• Required work:
Condense the paragraph beginning "When you look at the set" from the review excerpt on The Andromeda Strain below into a short bulleted list of its main facts.

───── Document excerpt

You also call out the special effects. These were created by Douglas Trumbull (2001: A Space Odyssey, Star Trek). He created Computer Generated Imagery (CGI) without computers. Looking at these displays today you may find them cheesy. But remember, the home computer was easily a decade away and Star Wars with its revolutionary use of computers was six or seven years away. Trumbull by all estimates was one of the most innovative special effects masters – ever.

When you look at the set for The Andromeda Strain it’s hard to remember that this was at a time before the clean rooms (used in ICUs) we know today – but Trumbull created them for Andromeda. The Wildfire facility with its smooth white walls (and yellow, red, orange on other layers) took a dozen coats of paint. Wise was said to walk through the set and say “Ok. looks good. One more coat,” – several times – driving cast and crew mad. Wise’s use of split screen may look dated now, but it was revolutionary in 1971. Sadly, it was so effective that it has become a hackneyed trope.

But let’s get back to the pandemic theme for this month’s reviews. Andromeda’s depiction of the spread of a viral organism was so realistic that viewers today ask if Andromeda actually happened. A 2003 publication by the Infectious Diseases Society of America noted that The Andromeda Strain is the “most significant, scientifically accurate, and prototypic of all films of this [killer virus] genre … it accurately details the appearance of a deadly agent, its impact, and the efforts at containing it, and, finally, the work-up on its identification and clarification on why certain persons are immune to it.” (Wikipedia)

──────────
───── Entries provided

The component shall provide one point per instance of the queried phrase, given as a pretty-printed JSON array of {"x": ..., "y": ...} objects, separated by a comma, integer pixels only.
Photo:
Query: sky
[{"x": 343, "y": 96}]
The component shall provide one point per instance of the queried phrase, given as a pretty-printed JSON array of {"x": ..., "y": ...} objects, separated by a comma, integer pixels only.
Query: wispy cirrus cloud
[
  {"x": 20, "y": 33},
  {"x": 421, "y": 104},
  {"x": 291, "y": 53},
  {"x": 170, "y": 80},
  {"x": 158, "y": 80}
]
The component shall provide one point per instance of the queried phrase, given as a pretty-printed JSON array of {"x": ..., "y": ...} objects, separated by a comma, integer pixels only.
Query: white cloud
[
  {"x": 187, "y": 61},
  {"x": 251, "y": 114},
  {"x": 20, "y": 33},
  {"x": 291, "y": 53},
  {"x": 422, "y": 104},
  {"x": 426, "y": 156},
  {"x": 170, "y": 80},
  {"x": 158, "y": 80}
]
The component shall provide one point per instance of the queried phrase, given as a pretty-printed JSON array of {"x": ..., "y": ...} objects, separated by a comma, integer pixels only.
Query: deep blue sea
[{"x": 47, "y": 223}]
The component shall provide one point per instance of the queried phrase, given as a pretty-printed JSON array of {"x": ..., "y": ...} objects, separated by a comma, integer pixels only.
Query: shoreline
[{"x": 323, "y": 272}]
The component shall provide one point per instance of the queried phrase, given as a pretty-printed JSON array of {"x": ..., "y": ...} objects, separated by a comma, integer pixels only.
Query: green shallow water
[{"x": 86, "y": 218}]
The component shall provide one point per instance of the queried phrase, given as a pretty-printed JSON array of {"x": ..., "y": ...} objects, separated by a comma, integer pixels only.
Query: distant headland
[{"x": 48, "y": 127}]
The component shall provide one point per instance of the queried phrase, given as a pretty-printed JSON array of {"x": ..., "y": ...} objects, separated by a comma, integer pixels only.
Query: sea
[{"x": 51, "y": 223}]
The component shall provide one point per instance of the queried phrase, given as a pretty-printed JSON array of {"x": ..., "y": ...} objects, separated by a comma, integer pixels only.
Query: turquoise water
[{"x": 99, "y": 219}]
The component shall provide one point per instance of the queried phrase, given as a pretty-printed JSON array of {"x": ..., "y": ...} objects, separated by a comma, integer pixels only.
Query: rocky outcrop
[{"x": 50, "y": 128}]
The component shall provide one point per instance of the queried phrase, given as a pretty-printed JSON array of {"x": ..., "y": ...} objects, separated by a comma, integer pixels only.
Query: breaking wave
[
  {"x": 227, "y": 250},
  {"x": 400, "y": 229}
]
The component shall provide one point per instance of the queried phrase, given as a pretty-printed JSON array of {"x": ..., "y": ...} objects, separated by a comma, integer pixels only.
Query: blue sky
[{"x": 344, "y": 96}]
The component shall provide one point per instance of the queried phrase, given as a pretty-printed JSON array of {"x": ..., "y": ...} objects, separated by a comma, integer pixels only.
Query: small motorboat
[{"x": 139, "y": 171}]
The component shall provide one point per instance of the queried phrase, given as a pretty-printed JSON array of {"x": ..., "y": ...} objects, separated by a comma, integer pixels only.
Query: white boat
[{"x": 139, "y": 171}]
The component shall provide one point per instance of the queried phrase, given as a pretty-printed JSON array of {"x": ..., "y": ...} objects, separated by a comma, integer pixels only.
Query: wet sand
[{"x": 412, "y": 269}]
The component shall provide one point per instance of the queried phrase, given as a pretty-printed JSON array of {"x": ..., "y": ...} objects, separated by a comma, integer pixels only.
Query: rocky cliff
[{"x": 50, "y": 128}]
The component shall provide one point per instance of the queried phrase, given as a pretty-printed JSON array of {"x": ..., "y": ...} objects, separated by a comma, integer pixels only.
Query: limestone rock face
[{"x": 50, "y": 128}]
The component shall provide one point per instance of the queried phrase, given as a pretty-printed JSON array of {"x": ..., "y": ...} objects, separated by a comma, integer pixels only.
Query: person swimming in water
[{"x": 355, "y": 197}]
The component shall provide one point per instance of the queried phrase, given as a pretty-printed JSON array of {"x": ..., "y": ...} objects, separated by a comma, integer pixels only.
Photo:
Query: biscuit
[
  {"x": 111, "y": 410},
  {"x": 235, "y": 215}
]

──────────

• Output for this task:
- The Andromeda Strain came out before the clean rooms (used in ICUs) we know today, and Trumbull created them for the film.
- The Wildfire facility's smooth white walls (and yellow, red and orange on other layers) took a dozen coats of paint.
- Wise was said to walk through the set and call for "One more coat" several times, driving cast and crew mad.
- Wise's split screen may look dated now but was revolutionary in 1971. It was so effective that it has become a hackneyed trope.